** Start **

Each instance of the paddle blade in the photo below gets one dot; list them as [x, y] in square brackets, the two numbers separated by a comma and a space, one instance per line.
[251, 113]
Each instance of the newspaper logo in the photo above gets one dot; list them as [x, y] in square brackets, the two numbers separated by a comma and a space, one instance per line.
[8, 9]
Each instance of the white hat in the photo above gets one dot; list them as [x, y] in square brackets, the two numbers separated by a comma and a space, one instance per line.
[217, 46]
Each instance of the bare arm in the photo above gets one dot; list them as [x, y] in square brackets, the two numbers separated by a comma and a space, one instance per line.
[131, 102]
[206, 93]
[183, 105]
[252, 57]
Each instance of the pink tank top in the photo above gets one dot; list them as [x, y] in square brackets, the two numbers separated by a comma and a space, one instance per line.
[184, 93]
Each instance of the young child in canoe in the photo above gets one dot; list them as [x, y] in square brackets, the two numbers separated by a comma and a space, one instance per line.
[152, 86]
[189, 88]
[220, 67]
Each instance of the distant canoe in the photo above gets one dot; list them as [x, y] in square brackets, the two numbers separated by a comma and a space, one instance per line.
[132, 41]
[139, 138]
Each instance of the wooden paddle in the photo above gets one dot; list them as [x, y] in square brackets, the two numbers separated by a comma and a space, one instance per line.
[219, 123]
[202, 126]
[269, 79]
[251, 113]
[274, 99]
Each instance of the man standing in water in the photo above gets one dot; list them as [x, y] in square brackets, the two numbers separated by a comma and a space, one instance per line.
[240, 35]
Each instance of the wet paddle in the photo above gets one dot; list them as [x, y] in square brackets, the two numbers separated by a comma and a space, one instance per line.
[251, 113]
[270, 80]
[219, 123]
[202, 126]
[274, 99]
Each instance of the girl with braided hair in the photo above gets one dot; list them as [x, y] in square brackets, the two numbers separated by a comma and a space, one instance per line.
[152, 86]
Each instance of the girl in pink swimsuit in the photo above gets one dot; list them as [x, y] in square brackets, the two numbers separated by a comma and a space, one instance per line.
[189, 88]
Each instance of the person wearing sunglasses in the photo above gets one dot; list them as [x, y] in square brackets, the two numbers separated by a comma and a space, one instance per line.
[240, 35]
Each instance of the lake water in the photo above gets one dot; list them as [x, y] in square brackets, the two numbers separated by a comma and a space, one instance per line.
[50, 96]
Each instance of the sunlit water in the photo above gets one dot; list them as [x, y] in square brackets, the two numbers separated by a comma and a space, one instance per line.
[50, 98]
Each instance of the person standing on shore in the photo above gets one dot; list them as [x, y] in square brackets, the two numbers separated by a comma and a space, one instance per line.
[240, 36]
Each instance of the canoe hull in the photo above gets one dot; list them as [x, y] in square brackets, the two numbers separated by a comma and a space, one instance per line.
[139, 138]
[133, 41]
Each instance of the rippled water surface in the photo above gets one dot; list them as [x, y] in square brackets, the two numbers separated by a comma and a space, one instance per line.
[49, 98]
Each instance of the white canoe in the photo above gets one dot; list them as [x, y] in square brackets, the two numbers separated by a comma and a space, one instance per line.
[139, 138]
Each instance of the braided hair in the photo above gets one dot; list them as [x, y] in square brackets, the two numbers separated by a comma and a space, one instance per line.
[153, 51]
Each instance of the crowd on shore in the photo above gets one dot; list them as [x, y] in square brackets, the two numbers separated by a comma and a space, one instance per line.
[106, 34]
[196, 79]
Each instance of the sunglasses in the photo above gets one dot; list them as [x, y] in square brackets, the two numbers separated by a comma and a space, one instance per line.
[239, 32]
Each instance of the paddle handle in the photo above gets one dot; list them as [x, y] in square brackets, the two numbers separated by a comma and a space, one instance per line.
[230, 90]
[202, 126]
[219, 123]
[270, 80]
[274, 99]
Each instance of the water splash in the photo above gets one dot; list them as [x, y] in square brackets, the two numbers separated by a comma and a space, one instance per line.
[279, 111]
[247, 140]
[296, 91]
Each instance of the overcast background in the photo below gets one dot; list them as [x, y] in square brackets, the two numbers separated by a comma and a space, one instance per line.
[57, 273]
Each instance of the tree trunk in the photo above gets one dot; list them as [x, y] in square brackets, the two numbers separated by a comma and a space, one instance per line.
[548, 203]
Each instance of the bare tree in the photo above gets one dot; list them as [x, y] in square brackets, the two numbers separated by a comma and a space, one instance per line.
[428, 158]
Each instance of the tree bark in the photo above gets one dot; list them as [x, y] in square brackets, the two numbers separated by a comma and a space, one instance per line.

** End **

* PROBLEM STATEMENT:
Every line from the one containing "Each instance of the crowd" through the last line of the entries must be written out verbatim, and no other line.

* PROBLEM SOLUTION:
Each instance of the crowd on shore in the photo above gets one dot; list them as [x, y] in square brackets, the two numbers separated by a comma and a space, one instance per line.
[106, 34]
[196, 79]
Each instance of the sunglasses in the photo above gets one dot; list them as [x, y] in square brackets, the two numbers separated by a comma and a space, one instance per line.
[239, 32]
Each instance of the paddle handle in the photo above gets one dot; list them as [x, y] in square brackets, the two numbers separated by a comma and a space, one instance per line.
[230, 90]
[202, 126]
[219, 123]
[270, 80]
[274, 99]
Each instance of the water splash in the photo above gets one dot; list them as [x, y] in square brackets, the two numbers separated by a comma and a space, one instance per line.
[279, 111]
[247, 140]
[296, 91]
Each instance of the overcast background in the photo below gets one dot; list them as [x, y] in square brackets, the two numbers separated by a comma and a space, one instance per line.
[57, 273]
Each instance of the tree trunk in the photo above gets one dot; list them as [x, y] in square brackets, the two numbers separated by a comma and a space, one instance per line.
[548, 203]
Each instance of the bare tree in the photo above gets one dot; list them as [x, y] in square brackets, the two numbers separated by a comma and a space, one instance per line.
[428, 158]
Each instance of the tree bark in the photo above gets one dot; list them as [x, y] in square brackets, the two numbers separated by a comma and a space, one instance per line.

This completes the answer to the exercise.